* **ARTICLE**:
###
What if John Smith had lived?
If the former Labour Leader had survived his second heart attack, what might a John Smith government have achieved? And what would it have meant for Britain today?
If Tony Blair is to be believed, and the “hand of history” is perceptible in moments of national political gravity, then in May 1994, the UK electorate could justifiably feel like history’s hand had grabbed them by the lapel, spun them round, and thrown them unflinching to the curb like an irate bouncer dispatching a teenage drunk from a nightclub queue.
Labour Leader John Smith died suddenly of a heart attack on May 12, altering the course of British political history. Polling had Labour 20 points ahead, John Major had been exposed as an ineffective leader, his government’s reputation for economic competence was in tatters, and the Conservative Party was dogged by accusations of sleaze, making Smith the prime minister Britain never had.
###
* **SHORT PROBLEM 1**: Translate this sentence from the John Smith article into French: "Labour Leader John Smith died suddenly of a heart attack on May 12, altering the course of British political history."
* **SHORT PROBLEM 2**: Carry on the article about John Smith with a new paragraph that follows its last sentence.

* **EXTRACTED INFORMATION**:
###
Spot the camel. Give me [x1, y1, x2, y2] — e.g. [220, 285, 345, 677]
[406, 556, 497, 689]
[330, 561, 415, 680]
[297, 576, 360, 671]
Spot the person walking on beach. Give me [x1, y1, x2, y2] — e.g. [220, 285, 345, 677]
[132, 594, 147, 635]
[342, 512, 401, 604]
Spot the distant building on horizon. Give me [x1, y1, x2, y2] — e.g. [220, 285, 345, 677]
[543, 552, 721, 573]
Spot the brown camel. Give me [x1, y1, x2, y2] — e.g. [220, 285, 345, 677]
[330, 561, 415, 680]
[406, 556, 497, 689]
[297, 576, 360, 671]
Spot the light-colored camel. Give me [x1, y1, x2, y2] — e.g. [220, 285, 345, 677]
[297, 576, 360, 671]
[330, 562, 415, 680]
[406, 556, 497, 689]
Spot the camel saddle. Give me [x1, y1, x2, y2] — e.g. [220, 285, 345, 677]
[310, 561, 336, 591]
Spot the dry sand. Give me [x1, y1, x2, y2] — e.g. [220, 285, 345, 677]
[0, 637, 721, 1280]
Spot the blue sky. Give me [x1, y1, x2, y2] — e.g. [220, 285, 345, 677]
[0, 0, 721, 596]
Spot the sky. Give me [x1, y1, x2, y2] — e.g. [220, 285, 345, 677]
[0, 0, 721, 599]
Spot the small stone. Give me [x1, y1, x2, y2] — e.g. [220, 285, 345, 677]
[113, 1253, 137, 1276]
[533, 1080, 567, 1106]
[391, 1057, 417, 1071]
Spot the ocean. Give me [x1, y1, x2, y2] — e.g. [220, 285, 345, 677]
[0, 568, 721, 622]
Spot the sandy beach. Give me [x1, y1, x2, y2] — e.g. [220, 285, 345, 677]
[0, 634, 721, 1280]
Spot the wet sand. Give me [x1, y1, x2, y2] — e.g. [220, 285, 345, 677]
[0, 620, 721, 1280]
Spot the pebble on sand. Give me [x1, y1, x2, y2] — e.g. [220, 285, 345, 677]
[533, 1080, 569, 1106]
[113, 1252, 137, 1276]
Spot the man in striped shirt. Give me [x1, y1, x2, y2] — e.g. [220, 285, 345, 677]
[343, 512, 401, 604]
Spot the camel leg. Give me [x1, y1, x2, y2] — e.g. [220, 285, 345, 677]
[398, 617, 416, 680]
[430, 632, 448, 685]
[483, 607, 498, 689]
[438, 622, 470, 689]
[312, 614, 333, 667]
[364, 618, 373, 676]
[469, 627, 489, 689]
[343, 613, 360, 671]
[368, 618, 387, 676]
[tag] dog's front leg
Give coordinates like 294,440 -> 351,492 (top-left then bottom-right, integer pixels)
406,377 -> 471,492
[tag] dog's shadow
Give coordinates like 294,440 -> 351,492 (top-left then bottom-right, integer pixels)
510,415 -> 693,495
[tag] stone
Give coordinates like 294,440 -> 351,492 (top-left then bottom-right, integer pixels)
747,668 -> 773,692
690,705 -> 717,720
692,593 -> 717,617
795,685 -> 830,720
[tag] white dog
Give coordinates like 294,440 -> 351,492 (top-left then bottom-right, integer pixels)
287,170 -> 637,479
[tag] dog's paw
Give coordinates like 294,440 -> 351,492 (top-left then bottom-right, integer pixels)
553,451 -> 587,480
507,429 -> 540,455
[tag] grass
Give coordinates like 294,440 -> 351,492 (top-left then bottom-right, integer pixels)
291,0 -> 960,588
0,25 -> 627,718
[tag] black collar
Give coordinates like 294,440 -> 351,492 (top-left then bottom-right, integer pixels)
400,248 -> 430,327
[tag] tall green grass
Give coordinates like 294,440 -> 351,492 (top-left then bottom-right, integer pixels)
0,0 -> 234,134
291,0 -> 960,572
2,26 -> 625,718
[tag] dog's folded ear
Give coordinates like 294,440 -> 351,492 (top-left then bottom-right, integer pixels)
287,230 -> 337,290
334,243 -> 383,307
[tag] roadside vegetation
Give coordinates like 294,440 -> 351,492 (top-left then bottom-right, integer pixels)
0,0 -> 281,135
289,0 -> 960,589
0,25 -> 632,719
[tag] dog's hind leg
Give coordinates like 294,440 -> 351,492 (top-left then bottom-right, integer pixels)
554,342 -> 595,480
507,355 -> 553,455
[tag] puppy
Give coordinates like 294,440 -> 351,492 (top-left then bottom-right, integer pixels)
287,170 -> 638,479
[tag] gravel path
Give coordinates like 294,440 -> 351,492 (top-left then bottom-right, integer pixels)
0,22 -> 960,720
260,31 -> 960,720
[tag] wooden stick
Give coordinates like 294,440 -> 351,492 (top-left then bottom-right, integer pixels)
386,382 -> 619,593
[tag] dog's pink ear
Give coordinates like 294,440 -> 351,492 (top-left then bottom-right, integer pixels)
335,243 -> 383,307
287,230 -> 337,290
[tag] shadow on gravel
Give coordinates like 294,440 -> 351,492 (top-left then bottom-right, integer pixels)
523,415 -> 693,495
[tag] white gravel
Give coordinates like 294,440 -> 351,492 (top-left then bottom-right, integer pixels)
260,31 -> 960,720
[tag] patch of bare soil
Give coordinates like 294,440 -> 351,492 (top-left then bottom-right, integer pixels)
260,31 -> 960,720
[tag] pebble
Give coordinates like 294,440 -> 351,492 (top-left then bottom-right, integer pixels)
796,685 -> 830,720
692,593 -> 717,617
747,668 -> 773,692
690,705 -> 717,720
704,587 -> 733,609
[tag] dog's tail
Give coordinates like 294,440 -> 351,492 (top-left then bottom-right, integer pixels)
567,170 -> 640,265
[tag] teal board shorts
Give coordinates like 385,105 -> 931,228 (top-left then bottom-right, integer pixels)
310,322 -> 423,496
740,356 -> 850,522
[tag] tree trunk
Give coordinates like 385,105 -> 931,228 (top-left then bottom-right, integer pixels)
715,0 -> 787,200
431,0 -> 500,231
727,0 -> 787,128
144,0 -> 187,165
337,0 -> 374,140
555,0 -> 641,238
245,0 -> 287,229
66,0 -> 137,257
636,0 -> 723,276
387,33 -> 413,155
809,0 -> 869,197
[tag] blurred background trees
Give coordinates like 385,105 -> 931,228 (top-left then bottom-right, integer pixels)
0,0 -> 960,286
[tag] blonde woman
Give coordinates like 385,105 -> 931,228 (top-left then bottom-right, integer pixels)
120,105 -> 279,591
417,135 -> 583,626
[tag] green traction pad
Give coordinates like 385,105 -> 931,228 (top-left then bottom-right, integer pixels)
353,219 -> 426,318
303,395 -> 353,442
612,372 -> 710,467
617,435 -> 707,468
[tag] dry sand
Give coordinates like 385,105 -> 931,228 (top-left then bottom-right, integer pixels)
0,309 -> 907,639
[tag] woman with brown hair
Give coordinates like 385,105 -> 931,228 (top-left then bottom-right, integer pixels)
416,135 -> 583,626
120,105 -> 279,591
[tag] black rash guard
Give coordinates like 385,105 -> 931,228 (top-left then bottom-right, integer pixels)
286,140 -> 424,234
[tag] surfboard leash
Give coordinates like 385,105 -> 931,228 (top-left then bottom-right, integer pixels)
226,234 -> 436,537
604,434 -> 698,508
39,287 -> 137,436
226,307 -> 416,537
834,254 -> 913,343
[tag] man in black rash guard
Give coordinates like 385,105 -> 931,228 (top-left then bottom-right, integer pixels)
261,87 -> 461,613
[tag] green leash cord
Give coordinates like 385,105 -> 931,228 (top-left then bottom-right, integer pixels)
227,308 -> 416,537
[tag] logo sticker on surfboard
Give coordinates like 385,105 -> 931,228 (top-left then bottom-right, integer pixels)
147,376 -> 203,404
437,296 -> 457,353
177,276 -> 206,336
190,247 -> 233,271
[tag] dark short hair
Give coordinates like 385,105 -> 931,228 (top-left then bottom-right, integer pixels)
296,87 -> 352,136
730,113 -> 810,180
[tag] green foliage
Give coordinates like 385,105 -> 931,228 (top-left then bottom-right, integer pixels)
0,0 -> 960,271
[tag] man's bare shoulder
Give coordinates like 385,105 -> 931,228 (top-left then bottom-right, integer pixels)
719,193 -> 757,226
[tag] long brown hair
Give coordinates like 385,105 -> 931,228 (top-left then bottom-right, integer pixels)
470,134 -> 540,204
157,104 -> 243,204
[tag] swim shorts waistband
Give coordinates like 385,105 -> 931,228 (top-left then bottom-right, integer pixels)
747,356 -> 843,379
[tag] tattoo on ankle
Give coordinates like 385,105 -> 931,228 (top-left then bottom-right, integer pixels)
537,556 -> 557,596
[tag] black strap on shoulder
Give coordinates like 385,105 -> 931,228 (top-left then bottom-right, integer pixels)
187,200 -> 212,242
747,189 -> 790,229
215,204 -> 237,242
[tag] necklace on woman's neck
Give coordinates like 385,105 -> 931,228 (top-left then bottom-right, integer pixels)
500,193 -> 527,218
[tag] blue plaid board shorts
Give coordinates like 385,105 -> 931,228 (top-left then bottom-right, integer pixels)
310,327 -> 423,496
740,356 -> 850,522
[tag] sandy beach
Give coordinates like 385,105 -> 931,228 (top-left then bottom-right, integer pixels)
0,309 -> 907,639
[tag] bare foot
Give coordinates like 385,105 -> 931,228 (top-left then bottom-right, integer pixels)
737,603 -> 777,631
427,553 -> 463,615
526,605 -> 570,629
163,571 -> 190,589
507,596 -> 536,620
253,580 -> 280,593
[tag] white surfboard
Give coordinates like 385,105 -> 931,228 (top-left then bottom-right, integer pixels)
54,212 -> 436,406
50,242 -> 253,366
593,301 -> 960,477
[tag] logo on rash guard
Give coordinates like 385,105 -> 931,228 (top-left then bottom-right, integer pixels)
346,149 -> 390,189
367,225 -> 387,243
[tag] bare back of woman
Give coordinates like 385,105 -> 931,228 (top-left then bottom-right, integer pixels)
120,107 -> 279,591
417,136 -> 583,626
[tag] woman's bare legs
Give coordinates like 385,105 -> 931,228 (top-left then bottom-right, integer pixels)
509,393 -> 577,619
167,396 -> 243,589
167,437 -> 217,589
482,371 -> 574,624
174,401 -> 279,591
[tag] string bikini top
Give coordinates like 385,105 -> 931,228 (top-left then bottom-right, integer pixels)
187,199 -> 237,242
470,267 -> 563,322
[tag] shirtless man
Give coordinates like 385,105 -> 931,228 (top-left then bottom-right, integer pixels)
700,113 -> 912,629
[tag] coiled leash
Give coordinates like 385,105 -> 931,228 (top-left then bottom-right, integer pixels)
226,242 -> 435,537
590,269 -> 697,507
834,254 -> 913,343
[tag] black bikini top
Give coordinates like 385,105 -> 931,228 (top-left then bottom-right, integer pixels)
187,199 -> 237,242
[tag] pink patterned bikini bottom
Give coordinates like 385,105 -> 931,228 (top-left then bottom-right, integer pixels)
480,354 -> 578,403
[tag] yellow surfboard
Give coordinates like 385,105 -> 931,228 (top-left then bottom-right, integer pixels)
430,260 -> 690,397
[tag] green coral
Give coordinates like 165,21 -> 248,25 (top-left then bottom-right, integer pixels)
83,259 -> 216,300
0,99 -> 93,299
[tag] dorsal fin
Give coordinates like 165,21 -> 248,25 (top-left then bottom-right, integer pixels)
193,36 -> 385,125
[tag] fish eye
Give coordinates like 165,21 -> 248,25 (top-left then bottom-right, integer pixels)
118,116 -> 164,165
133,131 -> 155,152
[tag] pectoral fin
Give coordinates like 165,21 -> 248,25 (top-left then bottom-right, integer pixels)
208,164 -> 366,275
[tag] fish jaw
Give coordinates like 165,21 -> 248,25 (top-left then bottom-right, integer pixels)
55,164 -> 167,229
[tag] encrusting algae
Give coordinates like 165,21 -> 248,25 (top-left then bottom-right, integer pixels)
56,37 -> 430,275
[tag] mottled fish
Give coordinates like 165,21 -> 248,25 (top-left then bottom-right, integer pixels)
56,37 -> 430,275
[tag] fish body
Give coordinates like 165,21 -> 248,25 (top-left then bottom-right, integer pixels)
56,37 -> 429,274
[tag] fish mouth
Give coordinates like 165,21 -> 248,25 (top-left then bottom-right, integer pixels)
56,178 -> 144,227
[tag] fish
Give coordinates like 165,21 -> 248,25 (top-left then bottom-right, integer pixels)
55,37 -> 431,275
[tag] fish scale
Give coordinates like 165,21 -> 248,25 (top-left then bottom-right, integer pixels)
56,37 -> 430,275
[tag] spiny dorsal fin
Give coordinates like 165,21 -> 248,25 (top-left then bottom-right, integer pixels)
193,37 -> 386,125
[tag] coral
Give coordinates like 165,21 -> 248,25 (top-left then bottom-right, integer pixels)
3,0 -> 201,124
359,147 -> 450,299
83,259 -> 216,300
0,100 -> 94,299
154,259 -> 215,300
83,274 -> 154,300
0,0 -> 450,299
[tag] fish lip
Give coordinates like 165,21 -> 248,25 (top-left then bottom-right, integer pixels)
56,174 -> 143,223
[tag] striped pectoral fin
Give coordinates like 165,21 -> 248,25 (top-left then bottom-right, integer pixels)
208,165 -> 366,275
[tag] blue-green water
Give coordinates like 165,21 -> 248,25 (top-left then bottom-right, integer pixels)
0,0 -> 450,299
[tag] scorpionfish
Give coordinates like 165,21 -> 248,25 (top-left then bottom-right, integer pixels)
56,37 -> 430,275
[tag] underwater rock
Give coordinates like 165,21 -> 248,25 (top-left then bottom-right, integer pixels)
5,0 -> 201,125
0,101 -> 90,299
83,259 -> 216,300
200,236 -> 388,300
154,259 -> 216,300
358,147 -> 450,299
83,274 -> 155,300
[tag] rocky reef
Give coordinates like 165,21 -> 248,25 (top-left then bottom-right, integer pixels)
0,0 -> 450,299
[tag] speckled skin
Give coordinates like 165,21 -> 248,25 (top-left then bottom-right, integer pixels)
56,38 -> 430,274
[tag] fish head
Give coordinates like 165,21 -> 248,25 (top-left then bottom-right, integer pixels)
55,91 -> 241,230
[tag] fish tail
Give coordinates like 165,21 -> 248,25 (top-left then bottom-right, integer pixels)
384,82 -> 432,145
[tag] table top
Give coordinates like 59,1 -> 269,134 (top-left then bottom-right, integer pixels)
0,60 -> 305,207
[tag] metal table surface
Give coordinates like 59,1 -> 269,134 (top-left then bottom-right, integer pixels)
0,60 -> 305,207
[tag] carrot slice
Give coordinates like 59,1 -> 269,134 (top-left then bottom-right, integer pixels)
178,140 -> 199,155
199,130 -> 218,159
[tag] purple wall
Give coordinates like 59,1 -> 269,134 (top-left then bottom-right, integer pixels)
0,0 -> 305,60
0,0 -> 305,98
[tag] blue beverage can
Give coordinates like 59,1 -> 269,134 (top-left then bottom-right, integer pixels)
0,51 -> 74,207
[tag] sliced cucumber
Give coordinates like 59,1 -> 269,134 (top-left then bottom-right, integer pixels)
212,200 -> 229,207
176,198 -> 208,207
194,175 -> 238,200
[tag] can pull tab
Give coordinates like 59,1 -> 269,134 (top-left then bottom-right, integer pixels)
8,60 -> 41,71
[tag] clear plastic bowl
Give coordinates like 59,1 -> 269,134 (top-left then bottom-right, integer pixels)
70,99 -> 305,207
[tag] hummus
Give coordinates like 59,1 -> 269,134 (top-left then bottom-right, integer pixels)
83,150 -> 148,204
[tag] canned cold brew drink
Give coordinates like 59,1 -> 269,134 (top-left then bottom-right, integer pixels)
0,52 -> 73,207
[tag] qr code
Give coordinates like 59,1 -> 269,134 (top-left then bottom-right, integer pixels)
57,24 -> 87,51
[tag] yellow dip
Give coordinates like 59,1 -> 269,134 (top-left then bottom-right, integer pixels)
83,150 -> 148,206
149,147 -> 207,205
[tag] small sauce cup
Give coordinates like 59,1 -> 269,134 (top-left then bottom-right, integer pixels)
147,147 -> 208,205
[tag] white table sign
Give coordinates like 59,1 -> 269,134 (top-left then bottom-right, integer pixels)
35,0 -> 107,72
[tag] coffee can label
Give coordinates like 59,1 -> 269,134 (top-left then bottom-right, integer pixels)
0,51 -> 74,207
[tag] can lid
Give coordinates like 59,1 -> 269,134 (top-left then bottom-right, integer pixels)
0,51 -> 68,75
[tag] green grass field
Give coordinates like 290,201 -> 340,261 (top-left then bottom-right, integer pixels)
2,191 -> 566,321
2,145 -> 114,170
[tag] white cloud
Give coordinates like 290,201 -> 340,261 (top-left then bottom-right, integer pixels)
###
* **REPLY 1**: Le chef du Parti travailliste, John Smith, est mort subitement d'une crise cardiaque le 12 mai, changeant le cours de l'histoire politique britannique.

* **REPLY 2**:
It is difficult to say exactly what would have happened had Smith lived. Asking “what if” can quickly descend into conjecture. Smith was a long gamer. He was determined not to repeat Neil Kinnock’s speedy and semi-public development of policy that gave the Tories ample time to steal the policies they wanted and let the others go stale by election day. His first two years as Labour leader, therefore, offer scant details on what a hypothetical Smith government’s legislative agenda might have looked like.
Smith’s brand of politics wasn’t capricious, however. It was built on a bedrock of principles, cemented by 24 years as a parliamentarian and 15 years in the shadow cabinet. Taken together, these principles, the relationships he fostered, and his parliamentary and shadow cabinet legacy provide some insight into what a Smith administration might have looked like, and offer a glimpse of an alternative political path tragically denied to the British electorate.
Would Smith have won in 1997?
“There is a small group of rather despicable little creatures who hang around Millbank Tower, who in private will say to you, ‘we could never have won with John Smith’ and they’re very disparaging about him. None of them ever dare to say it in public.”—Ken Livingstone, 1999.
Smith would have certainly won in 1997. Conservative infighting over Europe and the calamity of Black Wednesday shattered public trust in government competence and its ability to govern. But it is unlikely that Smith would have matched Blair’s tally of 418 Labour seats.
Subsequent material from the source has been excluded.